Article |

──────────

Indeed, using nonces means that the implementation of the language would use effects. But those effects are not observable for correct programs: if a program succeeds without dynamic errors, then it means all nonces tests succeeded, so it is equivalent to the same program where a constant id is used instead of fresh nonces -- it is observationally pure. If the program fails with a dynamic error, well, dynamic failure is an effect anyway, as (as soon as it gives an error location) it allows to observe the evaluation order for example -- breaks transparency.

nonces with assertEq

I agree that if the only operation on your nonces is `assertEq`, essentially treating failed comparisons as a dynamic type error, you could usefully protect some properties in a dynamic model while maintaining a useful degree of 'observational purity'.

Though, we'll still lose some useful equivalences. Such as `runST foo` is not obviously equivalent to another expression of `runST foo` if any nonces are exposed. If we attempt to compare the results, we could have an assertion failure despite equivalence.

──────────

Provided data |
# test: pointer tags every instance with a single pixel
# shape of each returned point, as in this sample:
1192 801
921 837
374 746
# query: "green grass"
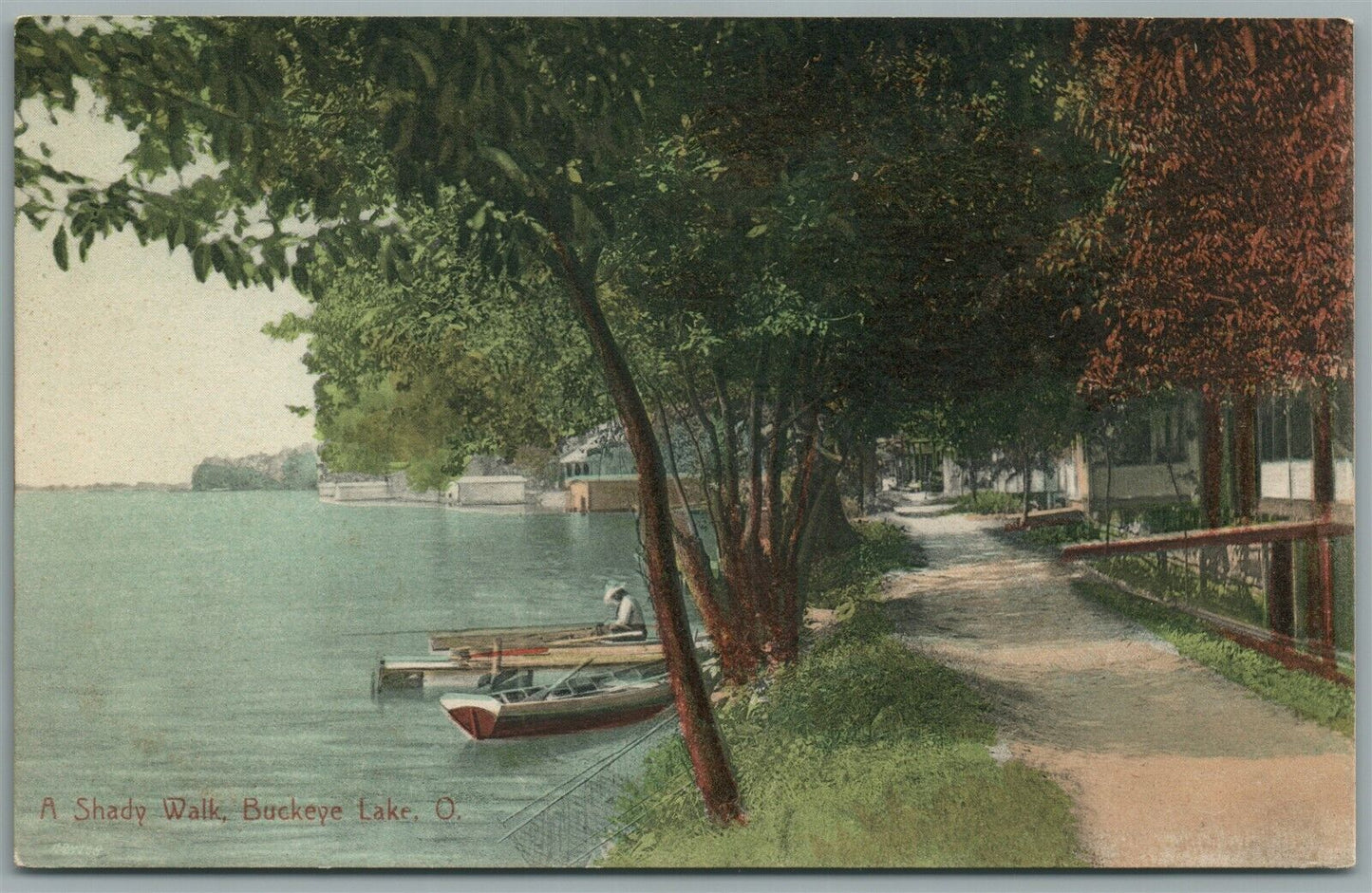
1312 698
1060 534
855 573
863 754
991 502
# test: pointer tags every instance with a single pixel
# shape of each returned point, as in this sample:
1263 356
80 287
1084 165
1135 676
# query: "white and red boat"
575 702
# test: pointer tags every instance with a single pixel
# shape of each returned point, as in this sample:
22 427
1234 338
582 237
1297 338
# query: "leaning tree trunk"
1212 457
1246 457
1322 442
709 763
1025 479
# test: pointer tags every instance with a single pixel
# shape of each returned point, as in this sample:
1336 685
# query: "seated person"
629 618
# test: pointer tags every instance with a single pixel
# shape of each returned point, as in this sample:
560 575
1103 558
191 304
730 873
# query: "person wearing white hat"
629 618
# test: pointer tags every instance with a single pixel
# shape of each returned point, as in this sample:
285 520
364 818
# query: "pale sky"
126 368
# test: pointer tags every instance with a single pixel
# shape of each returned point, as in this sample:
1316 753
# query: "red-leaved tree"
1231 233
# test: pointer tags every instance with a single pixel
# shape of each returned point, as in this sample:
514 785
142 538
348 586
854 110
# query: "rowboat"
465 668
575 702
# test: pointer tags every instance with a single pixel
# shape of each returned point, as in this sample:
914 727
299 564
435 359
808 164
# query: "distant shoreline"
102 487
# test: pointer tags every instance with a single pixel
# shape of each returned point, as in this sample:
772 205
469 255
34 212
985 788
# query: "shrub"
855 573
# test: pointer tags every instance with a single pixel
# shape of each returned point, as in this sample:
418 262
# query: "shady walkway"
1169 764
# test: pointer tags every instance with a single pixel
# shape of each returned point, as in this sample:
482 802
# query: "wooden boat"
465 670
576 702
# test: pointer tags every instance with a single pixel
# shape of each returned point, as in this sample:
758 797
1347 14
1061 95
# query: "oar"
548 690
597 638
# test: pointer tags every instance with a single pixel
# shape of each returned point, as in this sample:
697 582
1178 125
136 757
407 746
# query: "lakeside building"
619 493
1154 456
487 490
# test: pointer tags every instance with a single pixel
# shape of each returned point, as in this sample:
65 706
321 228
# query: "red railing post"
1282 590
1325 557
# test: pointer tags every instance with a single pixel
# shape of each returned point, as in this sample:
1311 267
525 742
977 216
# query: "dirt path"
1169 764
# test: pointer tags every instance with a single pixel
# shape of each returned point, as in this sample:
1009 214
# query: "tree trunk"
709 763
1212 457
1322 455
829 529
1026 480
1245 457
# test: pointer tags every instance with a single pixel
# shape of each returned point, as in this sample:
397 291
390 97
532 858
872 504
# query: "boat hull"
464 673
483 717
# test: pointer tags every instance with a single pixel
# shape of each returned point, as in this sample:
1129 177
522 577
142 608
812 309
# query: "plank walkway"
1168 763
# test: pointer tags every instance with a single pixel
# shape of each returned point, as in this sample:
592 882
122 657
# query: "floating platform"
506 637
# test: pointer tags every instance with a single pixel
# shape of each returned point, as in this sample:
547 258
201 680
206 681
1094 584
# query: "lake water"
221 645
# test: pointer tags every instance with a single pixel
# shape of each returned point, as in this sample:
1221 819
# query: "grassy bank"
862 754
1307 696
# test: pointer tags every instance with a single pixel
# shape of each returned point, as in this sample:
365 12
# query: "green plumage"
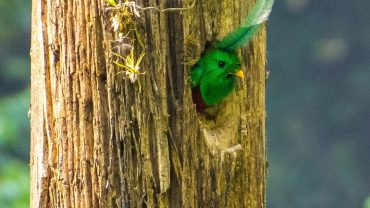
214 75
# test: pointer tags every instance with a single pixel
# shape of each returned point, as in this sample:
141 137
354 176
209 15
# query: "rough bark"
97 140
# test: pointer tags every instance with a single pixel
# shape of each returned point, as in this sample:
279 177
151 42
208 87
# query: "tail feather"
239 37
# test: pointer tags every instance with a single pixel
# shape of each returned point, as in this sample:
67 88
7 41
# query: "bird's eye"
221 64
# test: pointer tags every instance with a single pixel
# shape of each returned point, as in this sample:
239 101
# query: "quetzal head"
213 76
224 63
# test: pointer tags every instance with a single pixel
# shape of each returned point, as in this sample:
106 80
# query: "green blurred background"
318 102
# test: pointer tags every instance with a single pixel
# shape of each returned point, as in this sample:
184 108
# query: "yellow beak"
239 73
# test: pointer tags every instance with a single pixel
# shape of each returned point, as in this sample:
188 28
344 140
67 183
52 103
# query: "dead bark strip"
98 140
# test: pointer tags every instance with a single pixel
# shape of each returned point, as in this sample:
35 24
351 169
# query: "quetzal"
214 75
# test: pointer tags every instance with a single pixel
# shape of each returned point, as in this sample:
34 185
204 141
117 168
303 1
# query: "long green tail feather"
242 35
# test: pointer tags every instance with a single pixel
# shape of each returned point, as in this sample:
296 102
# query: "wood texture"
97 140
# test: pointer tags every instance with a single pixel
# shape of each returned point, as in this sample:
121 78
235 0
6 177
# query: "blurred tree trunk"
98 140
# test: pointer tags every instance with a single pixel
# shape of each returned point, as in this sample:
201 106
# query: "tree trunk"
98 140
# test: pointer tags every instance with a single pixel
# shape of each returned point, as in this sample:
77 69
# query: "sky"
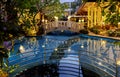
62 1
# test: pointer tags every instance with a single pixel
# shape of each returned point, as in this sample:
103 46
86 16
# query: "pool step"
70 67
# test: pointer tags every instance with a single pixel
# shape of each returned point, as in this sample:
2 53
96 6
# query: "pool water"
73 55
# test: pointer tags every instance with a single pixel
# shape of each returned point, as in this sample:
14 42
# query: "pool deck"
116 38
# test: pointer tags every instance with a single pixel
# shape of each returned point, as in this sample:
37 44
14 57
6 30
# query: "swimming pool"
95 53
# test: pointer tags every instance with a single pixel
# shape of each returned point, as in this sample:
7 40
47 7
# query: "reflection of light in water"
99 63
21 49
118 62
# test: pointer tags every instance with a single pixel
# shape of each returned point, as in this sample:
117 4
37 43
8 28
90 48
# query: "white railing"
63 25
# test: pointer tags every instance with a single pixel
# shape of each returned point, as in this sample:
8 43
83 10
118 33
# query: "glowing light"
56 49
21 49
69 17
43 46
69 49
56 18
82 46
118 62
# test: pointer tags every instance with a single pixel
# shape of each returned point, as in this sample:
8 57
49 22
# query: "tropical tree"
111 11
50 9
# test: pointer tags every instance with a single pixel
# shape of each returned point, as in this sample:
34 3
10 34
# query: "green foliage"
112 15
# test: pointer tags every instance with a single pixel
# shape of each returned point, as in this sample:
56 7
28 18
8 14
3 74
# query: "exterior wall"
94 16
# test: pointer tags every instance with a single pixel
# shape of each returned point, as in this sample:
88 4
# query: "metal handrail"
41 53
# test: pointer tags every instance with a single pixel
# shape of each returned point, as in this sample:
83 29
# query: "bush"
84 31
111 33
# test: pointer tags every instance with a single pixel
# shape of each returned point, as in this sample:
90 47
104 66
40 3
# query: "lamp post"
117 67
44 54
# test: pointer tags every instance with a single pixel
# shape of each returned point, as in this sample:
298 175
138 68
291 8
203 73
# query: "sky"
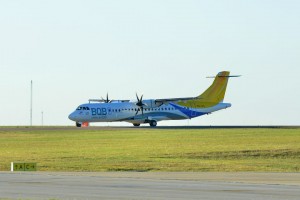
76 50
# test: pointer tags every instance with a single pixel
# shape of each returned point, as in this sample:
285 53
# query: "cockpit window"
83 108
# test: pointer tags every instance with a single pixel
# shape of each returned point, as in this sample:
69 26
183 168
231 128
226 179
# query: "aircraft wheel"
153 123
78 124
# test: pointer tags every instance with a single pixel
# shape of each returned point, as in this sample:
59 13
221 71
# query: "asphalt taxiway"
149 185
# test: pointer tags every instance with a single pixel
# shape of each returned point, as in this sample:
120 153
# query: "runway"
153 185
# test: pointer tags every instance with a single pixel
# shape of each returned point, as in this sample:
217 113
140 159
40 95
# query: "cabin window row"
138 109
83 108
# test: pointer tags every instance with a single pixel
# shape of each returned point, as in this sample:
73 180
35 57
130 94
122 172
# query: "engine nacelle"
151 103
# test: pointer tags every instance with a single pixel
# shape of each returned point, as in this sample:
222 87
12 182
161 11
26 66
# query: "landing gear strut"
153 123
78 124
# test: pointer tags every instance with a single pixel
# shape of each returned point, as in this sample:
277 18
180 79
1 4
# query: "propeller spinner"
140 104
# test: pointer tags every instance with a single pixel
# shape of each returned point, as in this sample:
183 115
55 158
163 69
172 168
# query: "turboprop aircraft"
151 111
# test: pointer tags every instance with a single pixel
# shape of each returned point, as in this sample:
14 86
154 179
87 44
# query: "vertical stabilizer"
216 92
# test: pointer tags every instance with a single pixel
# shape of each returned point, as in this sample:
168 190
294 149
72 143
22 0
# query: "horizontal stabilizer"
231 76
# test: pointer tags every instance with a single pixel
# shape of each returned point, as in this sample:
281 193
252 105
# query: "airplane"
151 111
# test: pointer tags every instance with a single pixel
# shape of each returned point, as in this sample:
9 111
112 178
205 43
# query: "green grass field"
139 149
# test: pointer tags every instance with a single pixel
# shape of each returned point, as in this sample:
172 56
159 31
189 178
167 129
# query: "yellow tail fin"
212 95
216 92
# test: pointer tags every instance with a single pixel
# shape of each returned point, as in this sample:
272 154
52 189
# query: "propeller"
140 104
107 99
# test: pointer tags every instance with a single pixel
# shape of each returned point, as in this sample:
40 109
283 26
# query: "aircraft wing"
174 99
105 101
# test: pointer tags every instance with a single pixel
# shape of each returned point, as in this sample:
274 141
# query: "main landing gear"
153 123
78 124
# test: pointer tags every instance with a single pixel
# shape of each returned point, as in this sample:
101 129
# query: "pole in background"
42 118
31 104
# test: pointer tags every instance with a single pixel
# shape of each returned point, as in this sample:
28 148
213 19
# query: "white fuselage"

──────────

Exercise instructions |
[1] In the nonce thread, what is a program that succeeds without dynamic errors equivalent to?
[2] From the nonce thread, print the passage that begins with the words "Indeed, using nonces" and ends with "-- breaks transparency.".

Responses for each task |
[1] It is equivalent to the same program with a constant id in place of fresh nonces.

[2]
Indeed, using nonces means that the implementation of the language would use effects. But those effects are not observable for correct programs: if a program succeeds without dynamic errors, then it means all nonces tests succeeded, so it is equivalent to the same program where a constant id is used instead of fresh nonces -- it is observationally pure. If the program fails with a dynamic error, well, dynamic failure is an effect anyway, as (as soon as it gives an error location) it allows to observe the evaluation order for example -- breaks transparency.